## EXTRACTED TEXT
◇ ◇ ◇
Very large quantities of carbon are currently stored in soils in the form of soil organic carbon (SOC). SOC provides a vital ecosystem function, contributing to inherent soil fertility, water holding capacity, structure, biological activity and carbon sequestration. Carbon stored as SOC is however highly sensitive to changes in land management and SOC levels almost always fall following the conversion of native ecosystems to agricultural use. The picture shows  degraded land after conversion from forest to pasture in Brazil. This is well documented in a range of environments, and is primarily driven by (i) reduced organic matter inputs; and (ii) increased oxidation of SOC due to aggregate disruption and increased aeration. A range of factors determine the stabilisation of carbon in soils, but key variables are clay content and type, pH, hydrology, climate and organic matter inputs. For a given climate, three principle mechanisms account for SOC decline: reduced organic matter input, increased erosion, and increased oxidation as a result of tillage. In the tropics, both intensification of existing cropping land and land clearance for new cropping land are responsible for substantial net losses of soil carbon. In addition, anticipated increases in global mean temperatures will also tend to deplete SOC stocks through enhanced oxidation. The net result of both processes is an increase in carbon flux to the atmosphere. Conversely, application of innovative agricultural management practices, promoting the recovery of soil C stocks, and reduced rates of land clearance can either reduce soil CO₂ emissions or actively sequester carbon in soil.
◇ ◇ ◇
## WHAT YOU SHOULD DO
Please continue the passage on soil organic carbon with the next part, starting after its final sentence.
◇ ◇ ◇
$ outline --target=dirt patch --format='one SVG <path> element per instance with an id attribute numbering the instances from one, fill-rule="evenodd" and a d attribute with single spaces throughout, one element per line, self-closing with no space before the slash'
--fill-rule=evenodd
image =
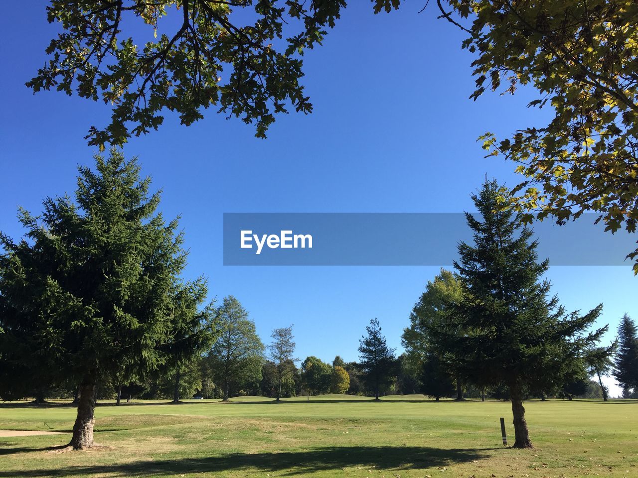
<path id="1" fill-rule="evenodd" d="M 41 431 L 33 430 L 0 430 L 0 437 L 28 437 L 31 435 L 64 435 L 63 431 Z"/>

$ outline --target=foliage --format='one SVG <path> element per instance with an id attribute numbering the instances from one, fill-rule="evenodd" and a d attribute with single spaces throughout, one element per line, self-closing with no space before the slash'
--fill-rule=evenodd
<path id="1" fill-rule="evenodd" d="M 262 395 L 277 398 L 297 396 L 300 394 L 301 379 L 299 372 L 293 362 L 290 361 L 287 365 L 288 373 L 282 377 L 280 384 L 277 365 L 270 360 L 264 361 L 260 383 Z"/>
<path id="2" fill-rule="evenodd" d="M 463 290 L 452 321 L 436 331 L 437 349 L 451 353 L 457 372 L 479 386 L 509 389 L 515 446 L 531 446 L 522 405 L 526 389 L 562 385 L 583 370 L 588 352 L 606 331 L 586 330 L 602 305 L 579 315 L 567 314 L 542 280 L 549 261 L 538 262 L 538 243 L 520 213 L 502 208 L 504 189 L 486 181 L 472 199 L 480 218 L 466 213 L 474 243 L 461 242 L 455 261 Z M 457 322 L 457 323 L 455 323 Z M 459 336 L 460 329 L 468 333 Z"/>
<path id="3" fill-rule="evenodd" d="M 394 349 L 388 347 L 378 319 L 370 321 L 366 331 L 367 335 L 359 340 L 359 365 L 366 387 L 374 392 L 375 398 L 378 400 L 380 391 L 389 387 L 396 375 Z"/>
<path id="4" fill-rule="evenodd" d="M 307 357 L 301 363 L 301 380 L 310 395 L 328 393 L 332 367 L 316 357 Z"/>
<path id="5" fill-rule="evenodd" d="M 228 400 L 248 384 L 261 379 L 264 347 L 255 322 L 235 297 L 225 297 L 218 314 L 219 335 L 205 359 L 211 378 Z"/>
<path id="6" fill-rule="evenodd" d="M 114 149 L 96 157 L 96 170 L 78 168 L 75 201 L 47 198 L 38 217 L 20 209 L 22 240 L 0 236 L 0 368 L 12 379 L 1 385 L 11 393 L 45 375 L 81 385 L 83 447 L 99 383 L 134 380 L 182 346 L 185 359 L 210 333 L 208 309 L 196 312 L 205 282 L 179 278 L 182 234 L 154 214 L 149 178 Z"/>
<path id="7" fill-rule="evenodd" d="M 330 391 L 331 393 L 345 393 L 350 387 L 350 376 L 346 369 L 339 365 L 332 368 L 330 376 Z"/>
<path id="8" fill-rule="evenodd" d="M 268 345 L 268 354 L 275 365 L 277 372 L 277 400 L 281 398 L 285 382 L 293 377 L 297 370 L 293 354 L 295 342 L 292 337 L 292 326 L 275 329 L 271 334 L 272 342 Z"/>
<path id="9" fill-rule="evenodd" d="M 612 373 L 621 388 L 638 390 L 638 333 L 627 314 L 618 326 L 618 350 Z"/>
<path id="10" fill-rule="evenodd" d="M 461 300 L 463 291 L 461 282 L 454 275 L 443 268 L 433 281 L 428 280 L 425 291 L 421 294 L 419 300 L 412 308 L 410 314 L 410 326 L 403 330 L 401 342 L 405 347 L 408 362 L 417 363 L 417 368 L 421 369 L 417 374 L 420 377 L 423 373 L 423 368 L 429 366 L 432 370 L 436 371 L 437 376 L 445 375 L 447 377 L 454 373 L 456 365 L 455 356 L 449 353 L 443 354 L 443 351 L 437 350 L 433 344 L 431 333 L 433 330 L 440 327 L 446 327 L 451 333 L 452 329 L 449 327 L 452 324 L 458 324 L 458 321 L 454 321 L 449 316 L 454 313 L 454 307 Z M 463 335 L 465 331 L 459 329 L 456 334 Z M 429 356 L 438 354 L 439 359 L 434 360 Z M 445 356 L 445 359 L 443 359 Z M 426 363 L 429 362 L 429 364 Z M 443 369 L 445 370 L 443 373 Z M 434 379 L 436 382 L 438 379 Z M 425 384 L 423 384 L 425 386 Z M 427 386 L 436 390 L 433 385 Z M 445 387 L 443 387 L 445 389 Z M 431 394 L 426 394 L 431 395 Z M 432 395 L 437 398 L 444 396 L 443 395 Z M 462 396 L 459 397 L 462 398 Z"/>
<path id="11" fill-rule="evenodd" d="M 510 199 L 560 224 L 599 213 L 606 230 L 634 232 L 638 221 L 638 3 L 633 0 L 528 2 L 449 0 L 450 21 L 468 38 L 476 99 L 486 89 L 538 93 L 529 106 L 551 110 L 541 127 L 498 140 L 492 155 L 518 163 L 527 179 Z M 440 6 L 441 6 L 439 3 Z M 471 17 L 471 25 L 462 26 Z M 516 194 L 521 193 L 516 196 Z M 526 212 L 524 220 L 531 221 Z M 638 249 L 628 257 L 638 259 Z M 638 273 L 638 260 L 634 264 Z"/>
<path id="12" fill-rule="evenodd" d="M 210 106 L 255 122 L 263 138 L 276 113 L 312 110 L 299 83 L 300 57 L 321 44 L 345 6 L 344 0 L 50 0 L 47 18 L 62 33 L 27 86 L 112 105 L 110 124 L 91 126 L 86 137 L 100 147 L 157 129 L 165 110 L 188 126 Z"/>

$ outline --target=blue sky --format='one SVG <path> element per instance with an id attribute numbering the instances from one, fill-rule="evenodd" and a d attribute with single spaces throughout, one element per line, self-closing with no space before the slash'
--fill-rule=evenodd
<path id="1" fill-rule="evenodd" d="M 56 31 L 46 3 L 11 4 L 0 18 L 0 229 L 13 237 L 21 233 L 19 205 L 38 212 L 45 197 L 74 190 L 77 165 L 91 164 L 96 152 L 83 137 L 110 116 L 103 103 L 24 87 Z M 212 110 L 190 127 L 167 115 L 158 131 L 124 148 L 163 190 L 161 210 L 181 215 L 186 275 L 207 276 L 211 296 L 235 295 L 265 342 L 272 328 L 294 324 L 302 359 L 355 359 L 375 317 L 400 349 L 410 311 L 438 268 L 225 267 L 224 212 L 471 210 L 469 194 L 486 174 L 510 185 L 518 180 L 512 164 L 483 159 L 477 138 L 547 117 L 526 108 L 528 91 L 468 99 L 472 57 L 434 8 L 417 14 L 419 5 L 406 4 L 375 15 L 369 3 L 352 4 L 324 45 L 306 54 L 311 115 L 279 116 L 265 140 Z M 623 313 L 638 318 L 638 279 L 628 264 L 553 267 L 548 276 L 569 310 L 605 304 L 599 322 L 610 324 L 608 340 Z"/>

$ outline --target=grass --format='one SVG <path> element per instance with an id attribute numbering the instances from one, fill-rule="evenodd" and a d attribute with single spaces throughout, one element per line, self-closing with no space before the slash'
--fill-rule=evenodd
◇ ◇ ◇
## EXERCISE OUTPUT
From a biodiversity perspective, SOC, a principle constituent of soil organic matter, is known to significantly influence biodiversity both in the soil and above-ground.Soil organic matter has a direct correlation with soil organism density and hence soil biodiversity. Critical to any model for sustainable soil management is the role that soil organisms play. Soil organic matter affects a wide range of processes such as the movement of nutrients through plants and the movement of soil and water in catchments, thus resulting in different levels of vegetation stress and in turn, ecosystem functioning as a whole. This correlation points to the importance of SOC for vital ecosystem function, contributing to inherent soil fertility, water holding capacity, structure, biological activity in addition to carbon sequestration.

Regional, spatially-explicit estimates of SOC stocks and changes are needed to quantify CO₂ fluxes under various climate/soil/land-use conditions. Suitable tools for estimating these changes and further carbon sequestration possibilities as a consequence of land management at national and sub-national scale are however lacking as mapping methods are not dynamic and therefore cannot be used in a predictive capacity. Further, such tools need to be developed and systematically evaluated for the wide range of soils found in the tropics, especially for vertisols and oxisols (given the high P fixation of this highly weathered soil type). The need to have reliable data on present SOC stocks, and an estimate of how these might change under different environmental and management scenarios is of high priority for many nations.